Data records
○ ○ ○

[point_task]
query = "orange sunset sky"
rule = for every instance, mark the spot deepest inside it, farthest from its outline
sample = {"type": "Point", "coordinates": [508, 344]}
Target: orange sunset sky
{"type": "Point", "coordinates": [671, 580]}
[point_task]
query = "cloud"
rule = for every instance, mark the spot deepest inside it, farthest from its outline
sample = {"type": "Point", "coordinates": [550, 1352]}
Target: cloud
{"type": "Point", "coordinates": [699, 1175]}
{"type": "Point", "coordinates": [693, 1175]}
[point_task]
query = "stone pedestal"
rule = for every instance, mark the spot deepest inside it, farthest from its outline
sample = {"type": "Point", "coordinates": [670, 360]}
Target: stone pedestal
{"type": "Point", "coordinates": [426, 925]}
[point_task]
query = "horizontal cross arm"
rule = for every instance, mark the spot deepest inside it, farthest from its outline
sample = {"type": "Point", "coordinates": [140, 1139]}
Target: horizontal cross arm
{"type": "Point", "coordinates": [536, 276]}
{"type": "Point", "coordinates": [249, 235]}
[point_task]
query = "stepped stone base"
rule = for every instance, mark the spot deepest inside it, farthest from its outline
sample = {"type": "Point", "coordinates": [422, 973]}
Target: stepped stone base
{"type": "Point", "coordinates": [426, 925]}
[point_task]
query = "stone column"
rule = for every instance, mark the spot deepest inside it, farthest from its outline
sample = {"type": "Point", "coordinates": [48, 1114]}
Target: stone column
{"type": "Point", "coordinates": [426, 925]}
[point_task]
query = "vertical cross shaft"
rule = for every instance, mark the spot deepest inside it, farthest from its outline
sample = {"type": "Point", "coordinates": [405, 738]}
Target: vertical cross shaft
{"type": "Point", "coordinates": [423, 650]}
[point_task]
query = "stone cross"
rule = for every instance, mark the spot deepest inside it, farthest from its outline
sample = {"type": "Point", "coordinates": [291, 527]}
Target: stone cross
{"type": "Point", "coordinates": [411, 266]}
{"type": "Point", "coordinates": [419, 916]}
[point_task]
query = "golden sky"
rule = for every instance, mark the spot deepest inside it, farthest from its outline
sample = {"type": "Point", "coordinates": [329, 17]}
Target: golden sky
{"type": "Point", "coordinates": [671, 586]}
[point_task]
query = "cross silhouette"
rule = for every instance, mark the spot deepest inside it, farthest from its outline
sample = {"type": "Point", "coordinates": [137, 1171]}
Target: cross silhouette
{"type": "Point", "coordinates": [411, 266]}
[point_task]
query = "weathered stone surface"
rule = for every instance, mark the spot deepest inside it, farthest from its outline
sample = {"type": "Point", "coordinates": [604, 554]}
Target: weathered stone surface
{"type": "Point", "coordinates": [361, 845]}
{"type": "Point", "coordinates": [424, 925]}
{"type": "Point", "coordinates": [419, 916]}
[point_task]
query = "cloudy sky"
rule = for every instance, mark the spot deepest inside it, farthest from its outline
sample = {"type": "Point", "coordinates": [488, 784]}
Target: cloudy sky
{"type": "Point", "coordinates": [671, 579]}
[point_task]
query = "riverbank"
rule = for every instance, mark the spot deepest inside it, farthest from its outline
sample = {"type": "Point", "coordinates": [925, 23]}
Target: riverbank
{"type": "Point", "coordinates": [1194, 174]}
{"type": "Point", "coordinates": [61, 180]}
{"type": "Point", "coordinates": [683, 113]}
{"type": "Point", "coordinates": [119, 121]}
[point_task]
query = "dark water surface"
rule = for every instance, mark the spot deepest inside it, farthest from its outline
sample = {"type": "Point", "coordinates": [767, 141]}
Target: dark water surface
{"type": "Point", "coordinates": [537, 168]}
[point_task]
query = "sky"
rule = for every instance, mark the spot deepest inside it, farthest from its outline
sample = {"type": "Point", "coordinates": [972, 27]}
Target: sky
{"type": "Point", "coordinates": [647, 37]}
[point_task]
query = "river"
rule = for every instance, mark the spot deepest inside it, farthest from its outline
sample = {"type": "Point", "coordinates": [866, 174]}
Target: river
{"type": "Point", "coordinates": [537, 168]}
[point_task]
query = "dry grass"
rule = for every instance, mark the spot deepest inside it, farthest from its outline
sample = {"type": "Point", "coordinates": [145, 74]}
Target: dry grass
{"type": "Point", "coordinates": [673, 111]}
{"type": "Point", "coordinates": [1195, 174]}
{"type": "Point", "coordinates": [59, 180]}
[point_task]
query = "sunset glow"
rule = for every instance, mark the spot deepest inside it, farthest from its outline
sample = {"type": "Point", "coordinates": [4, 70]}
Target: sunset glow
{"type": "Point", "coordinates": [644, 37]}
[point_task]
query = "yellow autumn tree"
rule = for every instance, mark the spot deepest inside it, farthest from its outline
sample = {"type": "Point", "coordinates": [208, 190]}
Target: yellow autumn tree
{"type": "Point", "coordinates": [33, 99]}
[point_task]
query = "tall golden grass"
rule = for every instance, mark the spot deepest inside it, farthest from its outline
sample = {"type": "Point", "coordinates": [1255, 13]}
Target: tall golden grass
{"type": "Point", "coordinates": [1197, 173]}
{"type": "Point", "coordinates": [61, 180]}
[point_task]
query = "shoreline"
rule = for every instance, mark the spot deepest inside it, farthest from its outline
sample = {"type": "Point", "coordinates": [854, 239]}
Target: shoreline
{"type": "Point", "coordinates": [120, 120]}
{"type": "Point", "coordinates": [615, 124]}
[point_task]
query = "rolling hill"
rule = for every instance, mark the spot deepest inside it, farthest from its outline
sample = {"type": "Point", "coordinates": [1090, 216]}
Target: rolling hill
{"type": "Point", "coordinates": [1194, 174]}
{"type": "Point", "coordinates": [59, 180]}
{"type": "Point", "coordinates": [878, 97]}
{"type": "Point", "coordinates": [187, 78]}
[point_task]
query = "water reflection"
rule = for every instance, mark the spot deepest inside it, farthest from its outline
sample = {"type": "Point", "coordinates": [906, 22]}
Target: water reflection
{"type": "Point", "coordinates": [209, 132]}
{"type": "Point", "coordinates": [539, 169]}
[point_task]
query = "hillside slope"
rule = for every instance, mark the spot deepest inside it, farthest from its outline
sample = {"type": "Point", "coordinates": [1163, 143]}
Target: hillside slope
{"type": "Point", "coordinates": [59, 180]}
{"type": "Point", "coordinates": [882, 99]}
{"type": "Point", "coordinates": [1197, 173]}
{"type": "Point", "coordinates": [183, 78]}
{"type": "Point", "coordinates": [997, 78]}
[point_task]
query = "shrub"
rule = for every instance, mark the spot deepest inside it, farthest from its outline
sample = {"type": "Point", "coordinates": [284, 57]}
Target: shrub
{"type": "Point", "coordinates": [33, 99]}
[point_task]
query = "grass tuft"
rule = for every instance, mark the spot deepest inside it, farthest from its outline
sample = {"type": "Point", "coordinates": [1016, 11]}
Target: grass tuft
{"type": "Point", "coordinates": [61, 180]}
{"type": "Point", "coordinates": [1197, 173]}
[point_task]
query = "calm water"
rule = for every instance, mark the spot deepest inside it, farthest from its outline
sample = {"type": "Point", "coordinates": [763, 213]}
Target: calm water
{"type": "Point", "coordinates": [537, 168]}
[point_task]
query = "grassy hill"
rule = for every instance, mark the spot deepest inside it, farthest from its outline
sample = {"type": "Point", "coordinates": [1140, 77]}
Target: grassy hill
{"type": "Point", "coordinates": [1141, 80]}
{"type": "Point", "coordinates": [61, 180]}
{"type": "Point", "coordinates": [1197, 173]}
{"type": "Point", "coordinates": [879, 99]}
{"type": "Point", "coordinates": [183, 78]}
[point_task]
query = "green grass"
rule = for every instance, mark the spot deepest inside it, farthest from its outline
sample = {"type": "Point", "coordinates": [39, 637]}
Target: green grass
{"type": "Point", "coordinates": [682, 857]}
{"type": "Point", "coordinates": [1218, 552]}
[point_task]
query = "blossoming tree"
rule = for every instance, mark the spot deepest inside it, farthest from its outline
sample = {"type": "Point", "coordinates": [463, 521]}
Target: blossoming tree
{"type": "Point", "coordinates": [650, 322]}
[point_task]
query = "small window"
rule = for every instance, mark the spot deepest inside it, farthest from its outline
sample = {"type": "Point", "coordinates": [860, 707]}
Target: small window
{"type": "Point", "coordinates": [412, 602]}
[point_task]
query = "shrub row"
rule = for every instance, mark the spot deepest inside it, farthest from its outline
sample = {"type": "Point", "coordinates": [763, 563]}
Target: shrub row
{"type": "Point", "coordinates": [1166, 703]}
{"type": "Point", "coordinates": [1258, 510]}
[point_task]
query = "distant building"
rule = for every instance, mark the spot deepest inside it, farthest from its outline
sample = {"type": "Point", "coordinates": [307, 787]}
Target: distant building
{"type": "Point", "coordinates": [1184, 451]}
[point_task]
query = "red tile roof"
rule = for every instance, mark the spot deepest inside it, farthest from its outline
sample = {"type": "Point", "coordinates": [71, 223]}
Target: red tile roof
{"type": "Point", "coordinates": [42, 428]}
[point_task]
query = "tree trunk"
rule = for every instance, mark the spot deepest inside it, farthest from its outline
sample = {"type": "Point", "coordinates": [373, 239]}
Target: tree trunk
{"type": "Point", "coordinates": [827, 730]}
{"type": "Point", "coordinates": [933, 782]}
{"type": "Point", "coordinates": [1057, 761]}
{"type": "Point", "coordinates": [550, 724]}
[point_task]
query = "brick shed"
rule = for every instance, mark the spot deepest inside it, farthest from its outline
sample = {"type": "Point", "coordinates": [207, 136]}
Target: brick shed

○ ○ ○

◆ **Task to complete**:
Please collect every line of the data above that contains the string "slope".

◆ **Full answer**:
query = "hillside slope"
Target: hillside slope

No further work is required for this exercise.